'''
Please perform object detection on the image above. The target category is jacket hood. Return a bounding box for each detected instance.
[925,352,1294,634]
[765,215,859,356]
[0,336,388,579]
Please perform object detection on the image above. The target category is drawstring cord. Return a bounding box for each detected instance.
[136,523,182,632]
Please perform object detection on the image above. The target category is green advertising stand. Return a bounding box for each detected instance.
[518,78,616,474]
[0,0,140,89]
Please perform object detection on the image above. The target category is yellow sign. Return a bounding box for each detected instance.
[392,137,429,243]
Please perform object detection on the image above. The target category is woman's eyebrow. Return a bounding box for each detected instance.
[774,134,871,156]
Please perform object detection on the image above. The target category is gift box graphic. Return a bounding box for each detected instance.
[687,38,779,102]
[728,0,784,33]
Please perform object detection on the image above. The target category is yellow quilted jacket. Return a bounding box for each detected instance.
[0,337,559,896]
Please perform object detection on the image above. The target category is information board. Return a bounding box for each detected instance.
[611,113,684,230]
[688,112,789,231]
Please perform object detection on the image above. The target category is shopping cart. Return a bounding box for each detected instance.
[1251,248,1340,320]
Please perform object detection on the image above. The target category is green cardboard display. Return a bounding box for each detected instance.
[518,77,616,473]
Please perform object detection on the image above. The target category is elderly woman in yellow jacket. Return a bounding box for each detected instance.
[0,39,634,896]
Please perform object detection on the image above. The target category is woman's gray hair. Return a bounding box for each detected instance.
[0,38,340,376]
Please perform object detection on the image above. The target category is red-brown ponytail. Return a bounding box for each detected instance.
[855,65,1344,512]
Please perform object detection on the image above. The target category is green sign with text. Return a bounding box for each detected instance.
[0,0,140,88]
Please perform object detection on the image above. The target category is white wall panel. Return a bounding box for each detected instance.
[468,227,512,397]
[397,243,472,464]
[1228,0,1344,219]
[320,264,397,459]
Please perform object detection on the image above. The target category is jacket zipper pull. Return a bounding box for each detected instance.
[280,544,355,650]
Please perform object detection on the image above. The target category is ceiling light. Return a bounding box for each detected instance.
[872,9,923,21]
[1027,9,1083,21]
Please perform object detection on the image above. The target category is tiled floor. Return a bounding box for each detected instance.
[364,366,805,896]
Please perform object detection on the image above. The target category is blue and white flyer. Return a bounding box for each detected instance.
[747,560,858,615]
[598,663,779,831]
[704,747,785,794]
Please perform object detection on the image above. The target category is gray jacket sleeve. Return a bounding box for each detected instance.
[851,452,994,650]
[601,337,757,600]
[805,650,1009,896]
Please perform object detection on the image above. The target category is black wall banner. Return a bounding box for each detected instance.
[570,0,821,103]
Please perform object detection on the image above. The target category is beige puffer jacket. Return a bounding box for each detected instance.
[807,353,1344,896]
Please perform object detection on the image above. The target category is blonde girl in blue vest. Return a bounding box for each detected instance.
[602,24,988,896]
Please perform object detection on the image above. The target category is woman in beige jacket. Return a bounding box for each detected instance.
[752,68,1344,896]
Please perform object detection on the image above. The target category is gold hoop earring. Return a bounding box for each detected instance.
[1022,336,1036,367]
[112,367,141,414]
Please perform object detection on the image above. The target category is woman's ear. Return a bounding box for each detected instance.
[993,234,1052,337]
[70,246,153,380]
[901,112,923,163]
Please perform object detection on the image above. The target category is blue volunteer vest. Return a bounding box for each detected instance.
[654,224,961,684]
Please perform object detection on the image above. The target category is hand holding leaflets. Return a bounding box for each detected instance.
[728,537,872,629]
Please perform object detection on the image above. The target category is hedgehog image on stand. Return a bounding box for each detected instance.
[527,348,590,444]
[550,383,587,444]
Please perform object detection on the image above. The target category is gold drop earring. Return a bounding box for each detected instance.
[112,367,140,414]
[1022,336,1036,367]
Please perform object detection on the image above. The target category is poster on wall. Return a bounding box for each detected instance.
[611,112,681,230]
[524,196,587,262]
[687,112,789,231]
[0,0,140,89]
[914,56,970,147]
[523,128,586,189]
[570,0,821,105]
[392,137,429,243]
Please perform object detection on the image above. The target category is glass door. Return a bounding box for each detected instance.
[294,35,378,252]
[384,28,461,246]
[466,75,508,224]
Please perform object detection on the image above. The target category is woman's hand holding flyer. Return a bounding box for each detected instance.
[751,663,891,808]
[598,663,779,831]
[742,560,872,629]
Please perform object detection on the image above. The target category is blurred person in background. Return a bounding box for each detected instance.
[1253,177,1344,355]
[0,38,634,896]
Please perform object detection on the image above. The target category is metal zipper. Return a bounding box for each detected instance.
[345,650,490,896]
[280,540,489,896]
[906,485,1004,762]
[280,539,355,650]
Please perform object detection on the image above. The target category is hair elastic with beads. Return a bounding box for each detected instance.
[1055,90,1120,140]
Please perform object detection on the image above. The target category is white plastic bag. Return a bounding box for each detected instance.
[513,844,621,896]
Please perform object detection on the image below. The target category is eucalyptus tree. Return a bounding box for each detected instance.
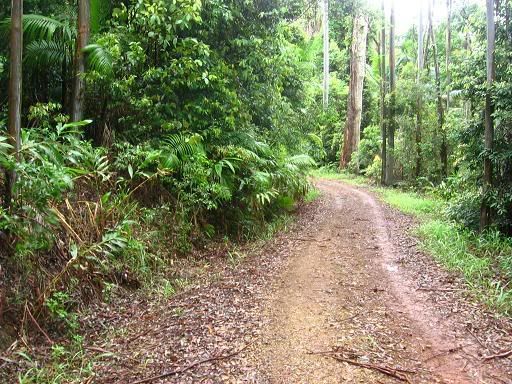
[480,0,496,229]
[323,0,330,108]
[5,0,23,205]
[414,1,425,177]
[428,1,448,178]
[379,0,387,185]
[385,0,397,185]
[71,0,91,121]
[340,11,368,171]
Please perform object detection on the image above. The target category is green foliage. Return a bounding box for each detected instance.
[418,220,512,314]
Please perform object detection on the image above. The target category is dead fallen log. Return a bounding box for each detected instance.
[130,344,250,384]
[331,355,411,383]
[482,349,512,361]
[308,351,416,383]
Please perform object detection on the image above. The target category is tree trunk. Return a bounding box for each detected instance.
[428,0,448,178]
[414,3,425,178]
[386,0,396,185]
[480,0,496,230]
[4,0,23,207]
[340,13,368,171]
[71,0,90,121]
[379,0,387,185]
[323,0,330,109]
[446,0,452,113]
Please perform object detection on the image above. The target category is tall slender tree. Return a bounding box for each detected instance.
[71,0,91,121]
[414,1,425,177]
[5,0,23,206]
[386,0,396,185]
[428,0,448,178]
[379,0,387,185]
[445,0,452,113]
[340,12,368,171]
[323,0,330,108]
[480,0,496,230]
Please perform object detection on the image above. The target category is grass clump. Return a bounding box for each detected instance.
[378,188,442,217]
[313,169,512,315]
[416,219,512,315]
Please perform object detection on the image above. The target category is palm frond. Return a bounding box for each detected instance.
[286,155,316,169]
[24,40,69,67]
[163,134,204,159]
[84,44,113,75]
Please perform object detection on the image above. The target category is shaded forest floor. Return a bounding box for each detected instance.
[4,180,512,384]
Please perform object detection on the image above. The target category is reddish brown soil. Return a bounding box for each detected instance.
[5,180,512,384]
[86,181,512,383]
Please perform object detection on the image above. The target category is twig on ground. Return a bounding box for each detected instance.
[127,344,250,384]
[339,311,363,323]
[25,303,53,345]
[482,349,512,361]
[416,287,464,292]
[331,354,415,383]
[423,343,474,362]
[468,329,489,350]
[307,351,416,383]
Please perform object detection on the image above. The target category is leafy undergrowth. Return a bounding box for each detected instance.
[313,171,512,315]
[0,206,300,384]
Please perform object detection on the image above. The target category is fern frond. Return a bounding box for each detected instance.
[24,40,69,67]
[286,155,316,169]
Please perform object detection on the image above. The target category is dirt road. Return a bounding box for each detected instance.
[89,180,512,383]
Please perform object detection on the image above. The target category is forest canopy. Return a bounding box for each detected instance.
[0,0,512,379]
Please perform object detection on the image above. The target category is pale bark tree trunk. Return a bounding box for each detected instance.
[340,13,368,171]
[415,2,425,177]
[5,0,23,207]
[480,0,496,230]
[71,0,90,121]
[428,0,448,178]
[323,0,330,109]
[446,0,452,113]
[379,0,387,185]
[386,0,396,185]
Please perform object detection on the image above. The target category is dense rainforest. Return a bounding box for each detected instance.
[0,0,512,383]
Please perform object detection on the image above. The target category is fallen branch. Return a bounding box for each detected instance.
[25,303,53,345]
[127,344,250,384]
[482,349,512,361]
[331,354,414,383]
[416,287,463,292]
'''
◆ WHAT IS NEEDED ◆
Copy out only the records from the line containing "category is elderly" through the line containing "[704,747,785,794]", both lines included, keeping the requests as they are. Shift every bounding box coordinate by -144.

◆ OUTPUT OF THE EXERCISE ◆
Please perform object detection on the image above. The target category is elderly woman in yellow jacket. Return a bounding box for each detected instance.
[-144,-105,490,752]
Please perform object detection on the image above. The target category is woman's gray hair. Return a bounding box for each detected instance.
[-144,-106,196,232]
Please perform object detection on the image above. The target category is red-brown ponytail. Return a bounding box for each detected instance.
[711,-79,1200,368]
Please perform object detection on the image above. The target category is green sign with text. Return a bounding box for each detected instance.
[-144,-144,-4,-56]
Please perform object detection on the image above. The target category is white wall panel. Return a bounding box for each detected instance.
[324,83,368,253]
[253,99,328,320]
[1084,-144,1200,75]
[176,120,253,315]
Please perform object detection on the image above. The target category is jacket zipper pull. Return a bounding box for each detected instance.
[136,400,211,506]
Please perform object detection on the image above. The target category is ceiling light. Return a bounding box for each detected instance.
[728,-135,779,-123]
[883,-135,939,-123]
Please perform object detection on the image above. The target category is tiled floor. Return a bounding box for each detected instance.
[220,222,661,752]
Please perform object detection on the image above. The target category is blue and white flyer. Return a bounding box for each detected instance.
[603,416,714,471]
[454,519,635,687]
[560,603,641,650]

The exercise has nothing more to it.